• Task to carry out: Filter the data for lines with the word "trunk", then copy every line so identified.

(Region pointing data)
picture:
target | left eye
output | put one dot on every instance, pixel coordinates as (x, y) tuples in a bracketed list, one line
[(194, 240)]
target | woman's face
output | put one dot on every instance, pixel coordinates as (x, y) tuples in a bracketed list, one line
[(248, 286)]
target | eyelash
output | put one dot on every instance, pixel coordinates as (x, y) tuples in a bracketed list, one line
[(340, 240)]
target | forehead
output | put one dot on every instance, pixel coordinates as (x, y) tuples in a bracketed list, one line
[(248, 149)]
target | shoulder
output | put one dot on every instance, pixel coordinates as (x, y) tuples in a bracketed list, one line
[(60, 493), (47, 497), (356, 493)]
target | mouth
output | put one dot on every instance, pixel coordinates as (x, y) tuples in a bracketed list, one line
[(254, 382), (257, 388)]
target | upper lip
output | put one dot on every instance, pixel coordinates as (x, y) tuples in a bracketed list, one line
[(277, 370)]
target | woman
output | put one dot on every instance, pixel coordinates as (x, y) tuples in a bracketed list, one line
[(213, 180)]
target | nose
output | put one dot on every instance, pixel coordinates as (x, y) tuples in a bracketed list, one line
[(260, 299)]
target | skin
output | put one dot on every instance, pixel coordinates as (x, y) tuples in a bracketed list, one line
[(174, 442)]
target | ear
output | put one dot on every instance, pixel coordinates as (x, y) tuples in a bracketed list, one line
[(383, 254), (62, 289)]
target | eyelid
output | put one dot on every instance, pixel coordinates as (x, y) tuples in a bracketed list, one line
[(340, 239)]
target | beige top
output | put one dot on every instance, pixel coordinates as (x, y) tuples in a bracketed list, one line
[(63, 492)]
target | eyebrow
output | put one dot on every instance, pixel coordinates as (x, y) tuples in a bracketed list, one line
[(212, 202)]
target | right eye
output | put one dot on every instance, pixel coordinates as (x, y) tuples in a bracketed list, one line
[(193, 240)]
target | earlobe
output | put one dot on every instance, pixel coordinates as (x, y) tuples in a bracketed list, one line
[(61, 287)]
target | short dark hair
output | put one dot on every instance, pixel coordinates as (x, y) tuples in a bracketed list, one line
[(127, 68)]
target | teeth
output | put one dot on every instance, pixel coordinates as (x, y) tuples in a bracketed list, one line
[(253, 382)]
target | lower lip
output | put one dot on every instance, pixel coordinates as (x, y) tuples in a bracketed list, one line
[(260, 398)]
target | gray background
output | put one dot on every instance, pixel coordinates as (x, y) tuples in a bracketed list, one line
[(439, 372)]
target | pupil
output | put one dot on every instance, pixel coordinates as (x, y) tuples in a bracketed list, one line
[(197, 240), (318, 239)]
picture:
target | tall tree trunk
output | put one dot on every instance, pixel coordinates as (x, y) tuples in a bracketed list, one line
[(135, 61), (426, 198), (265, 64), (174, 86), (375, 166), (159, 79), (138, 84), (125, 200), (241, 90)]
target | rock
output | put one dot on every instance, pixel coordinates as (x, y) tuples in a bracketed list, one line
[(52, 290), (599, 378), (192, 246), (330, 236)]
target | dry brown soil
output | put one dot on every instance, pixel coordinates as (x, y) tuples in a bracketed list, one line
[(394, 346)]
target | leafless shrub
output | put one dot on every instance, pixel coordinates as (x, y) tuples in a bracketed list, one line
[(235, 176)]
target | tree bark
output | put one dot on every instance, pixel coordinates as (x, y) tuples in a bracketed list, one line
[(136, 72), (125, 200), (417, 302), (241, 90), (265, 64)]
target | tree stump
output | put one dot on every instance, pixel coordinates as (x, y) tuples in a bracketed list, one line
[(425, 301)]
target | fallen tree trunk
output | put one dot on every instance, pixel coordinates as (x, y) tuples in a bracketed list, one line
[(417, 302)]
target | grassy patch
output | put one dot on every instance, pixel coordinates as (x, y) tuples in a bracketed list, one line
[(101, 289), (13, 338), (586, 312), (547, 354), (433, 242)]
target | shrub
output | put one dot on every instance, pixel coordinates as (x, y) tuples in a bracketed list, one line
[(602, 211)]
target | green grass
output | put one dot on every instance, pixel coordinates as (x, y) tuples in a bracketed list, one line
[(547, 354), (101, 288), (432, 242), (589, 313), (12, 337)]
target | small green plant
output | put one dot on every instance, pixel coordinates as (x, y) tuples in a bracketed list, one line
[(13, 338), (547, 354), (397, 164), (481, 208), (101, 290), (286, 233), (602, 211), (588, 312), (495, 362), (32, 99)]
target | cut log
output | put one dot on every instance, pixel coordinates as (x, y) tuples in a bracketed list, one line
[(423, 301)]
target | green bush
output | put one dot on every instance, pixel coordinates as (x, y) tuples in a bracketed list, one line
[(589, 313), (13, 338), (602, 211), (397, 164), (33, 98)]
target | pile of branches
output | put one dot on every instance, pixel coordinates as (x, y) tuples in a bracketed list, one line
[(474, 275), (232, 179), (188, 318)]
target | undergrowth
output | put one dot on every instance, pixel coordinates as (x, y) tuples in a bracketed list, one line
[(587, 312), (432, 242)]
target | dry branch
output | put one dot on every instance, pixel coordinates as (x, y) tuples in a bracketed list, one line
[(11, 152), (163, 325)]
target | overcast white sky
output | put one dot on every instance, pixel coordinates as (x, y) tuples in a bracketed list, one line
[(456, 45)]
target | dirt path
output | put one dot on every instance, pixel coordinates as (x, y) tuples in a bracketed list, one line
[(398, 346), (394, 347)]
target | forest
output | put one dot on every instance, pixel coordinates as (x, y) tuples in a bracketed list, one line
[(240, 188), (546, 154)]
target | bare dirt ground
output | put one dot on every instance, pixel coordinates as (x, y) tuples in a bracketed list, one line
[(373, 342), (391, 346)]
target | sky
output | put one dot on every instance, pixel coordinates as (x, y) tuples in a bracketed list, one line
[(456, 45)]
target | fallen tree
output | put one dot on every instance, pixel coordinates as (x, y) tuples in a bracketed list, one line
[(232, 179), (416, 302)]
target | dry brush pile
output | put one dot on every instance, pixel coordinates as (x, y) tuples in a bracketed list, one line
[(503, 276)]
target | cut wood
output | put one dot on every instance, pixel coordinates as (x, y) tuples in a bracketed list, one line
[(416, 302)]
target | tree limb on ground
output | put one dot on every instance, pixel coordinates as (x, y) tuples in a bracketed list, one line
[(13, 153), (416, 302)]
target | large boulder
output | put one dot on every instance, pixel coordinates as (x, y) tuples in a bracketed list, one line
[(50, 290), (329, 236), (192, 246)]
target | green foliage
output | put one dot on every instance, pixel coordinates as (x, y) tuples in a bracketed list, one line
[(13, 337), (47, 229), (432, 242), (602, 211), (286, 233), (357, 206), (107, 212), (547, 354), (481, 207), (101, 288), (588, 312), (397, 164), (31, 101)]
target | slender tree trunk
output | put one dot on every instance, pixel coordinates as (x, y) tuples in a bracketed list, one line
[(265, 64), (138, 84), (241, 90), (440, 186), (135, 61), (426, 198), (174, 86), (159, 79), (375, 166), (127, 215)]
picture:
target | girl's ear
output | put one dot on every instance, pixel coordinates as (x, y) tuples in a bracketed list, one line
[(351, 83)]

• Finished task:
target | tall tree trunk
target | fallen tree trunk
target | slender tree trunk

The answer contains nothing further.